:: Exercise prompt ::
Extract every line of the records below and reproduce each one verbatim, without any changes.

:: Data items ::
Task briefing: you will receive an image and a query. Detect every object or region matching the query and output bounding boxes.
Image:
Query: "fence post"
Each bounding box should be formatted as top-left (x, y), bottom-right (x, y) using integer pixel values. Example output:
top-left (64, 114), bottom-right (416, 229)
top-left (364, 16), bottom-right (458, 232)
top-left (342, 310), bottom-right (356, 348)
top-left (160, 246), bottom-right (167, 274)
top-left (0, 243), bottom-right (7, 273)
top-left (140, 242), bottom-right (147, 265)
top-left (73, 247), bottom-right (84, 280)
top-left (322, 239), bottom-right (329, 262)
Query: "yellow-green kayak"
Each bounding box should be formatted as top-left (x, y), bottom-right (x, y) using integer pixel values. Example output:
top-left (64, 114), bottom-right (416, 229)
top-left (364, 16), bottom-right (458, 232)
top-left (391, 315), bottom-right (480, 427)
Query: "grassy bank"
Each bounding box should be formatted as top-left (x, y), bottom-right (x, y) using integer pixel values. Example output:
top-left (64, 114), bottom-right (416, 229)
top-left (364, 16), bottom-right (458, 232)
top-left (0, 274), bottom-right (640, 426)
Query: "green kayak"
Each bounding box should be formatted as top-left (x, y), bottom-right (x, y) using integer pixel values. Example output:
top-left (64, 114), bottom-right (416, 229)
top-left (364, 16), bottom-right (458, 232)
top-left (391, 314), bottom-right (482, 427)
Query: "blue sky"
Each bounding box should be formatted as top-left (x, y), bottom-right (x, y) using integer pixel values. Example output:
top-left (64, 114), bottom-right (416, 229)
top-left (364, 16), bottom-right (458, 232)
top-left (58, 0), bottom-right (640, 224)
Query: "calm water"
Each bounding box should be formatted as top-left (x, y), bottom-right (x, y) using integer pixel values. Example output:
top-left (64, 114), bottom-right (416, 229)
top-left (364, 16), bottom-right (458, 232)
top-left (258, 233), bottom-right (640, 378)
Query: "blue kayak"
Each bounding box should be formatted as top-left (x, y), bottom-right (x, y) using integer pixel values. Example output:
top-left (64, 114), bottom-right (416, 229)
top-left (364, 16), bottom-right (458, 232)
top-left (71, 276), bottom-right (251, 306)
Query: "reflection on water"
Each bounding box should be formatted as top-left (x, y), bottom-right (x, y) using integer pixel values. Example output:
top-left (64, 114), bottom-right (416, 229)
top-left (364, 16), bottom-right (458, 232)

:: Response to this exercise ::
Task briefing: you will receive an image and a query. Detect every object or region matching the query and output bounding boxes.
Image:
Query: "fence post"
Each bounding box should be formatted as top-left (x, y), bottom-right (x, y) using integer pixel values. Example output:
top-left (64, 114), bottom-right (416, 229)
top-left (364, 16), bottom-right (458, 232)
top-left (342, 310), bottom-right (356, 348)
top-left (160, 246), bottom-right (167, 274)
top-left (0, 243), bottom-right (7, 273)
top-left (140, 242), bottom-right (147, 265)
top-left (73, 247), bottom-right (84, 280)
top-left (322, 239), bottom-right (329, 262)
Query: "yellow-green kayak"
Each bounding box should be formatted as top-left (x, y), bottom-right (x, y) using integer pixel values. Example output:
top-left (64, 114), bottom-right (416, 229)
top-left (364, 16), bottom-right (458, 232)
top-left (391, 315), bottom-right (480, 427)
Query: "grassy bank"
Each bounding box should be formatted as top-left (x, y), bottom-right (x, y) using integer pixel values. Example output:
top-left (64, 114), bottom-right (416, 229)
top-left (364, 16), bottom-right (458, 232)
top-left (0, 274), bottom-right (640, 426)
Query: "green kayak"
Each bounding box should be formatted as top-left (x, y), bottom-right (x, y) using integer pixel values. Example output:
top-left (64, 114), bottom-right (416, 229)
top-left (364, 16), bottom-right (458, 232)
top-left (391, 314), bottom-right (482, 427)
Query: "blue sky"
Each bounding box should be formatted as top-left (x, y), bottom-right (x, y) using integer pixel values. Example output:
top-left (64, 114), bottom-right (416, 229)
top-left (364, 16), bottom-right (458, 232)
top-left (58, 0), bottom-right (640, 224)
Query: "calm water"
Each bounding box should be formatted as top-left (x, y), bottom-right (x, y) using integer pixel values. Example output:
top-left (64, 114), bottom-right (416, 229)
top-left (364, 16), bottom-right (458, 232)
top-left (258, 233), bottom-right (640, 378)
Query: "blue kayak"
Each bounding box should be formatted as top-left (x, y), bottom-right (x, y) using integer pixel values. Example output:
top-left (64, 114), bottom-right (416, 229)
top-left (364, 16), bottom-right (458, 232)
top-left (71, 276), bottom-right (251, 306)
Query: "reflection on water"
Each bounding box should be formatted as top-left (x, y), bottom-right (x, y) using integer pixel values. Example output:
top-left (64, 114), bottom-right (416, 229)
top-left (364, 16), bottom-right (458, 232)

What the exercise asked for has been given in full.